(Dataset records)
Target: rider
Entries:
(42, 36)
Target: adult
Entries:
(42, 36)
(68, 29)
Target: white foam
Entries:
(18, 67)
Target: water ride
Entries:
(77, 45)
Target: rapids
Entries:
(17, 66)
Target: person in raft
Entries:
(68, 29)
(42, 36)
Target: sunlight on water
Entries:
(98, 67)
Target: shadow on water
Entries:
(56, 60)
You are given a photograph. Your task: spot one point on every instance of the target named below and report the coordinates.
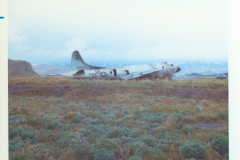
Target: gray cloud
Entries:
(118, 30)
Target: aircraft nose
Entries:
(178, 69)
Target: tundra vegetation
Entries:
(60, 118)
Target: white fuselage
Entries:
(126, 72)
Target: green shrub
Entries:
(221, 144)
(24, 132)
(103, 154)
(186, 130)
(16, 119)
(77, 118)
(109, 144)
(149, 152)
(117, 132)
(223, 114)
(149, 140)
(54, 125)
(84, 151)
(136, 132)
(193, 149)
(135, 158)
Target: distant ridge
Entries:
(18, 68)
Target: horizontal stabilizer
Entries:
(140, 74)
(77, 63)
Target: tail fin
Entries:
(77, 63)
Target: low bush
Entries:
(221, 144)
(193, 149)
(149, 153)
(103, 154)
(84, 151)
(135, 158)
(223, 114)
(54, 125)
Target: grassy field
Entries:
(60, 118)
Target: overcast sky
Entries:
(48, 31)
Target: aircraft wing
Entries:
(140, 74)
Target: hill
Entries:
(20, 68)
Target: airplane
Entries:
(80, 69)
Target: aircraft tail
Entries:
(77, 63)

→ **Task directions**
If a line in the data above holds the word "aircraft", count it, and give only the final number.

→ **Result for this task**
3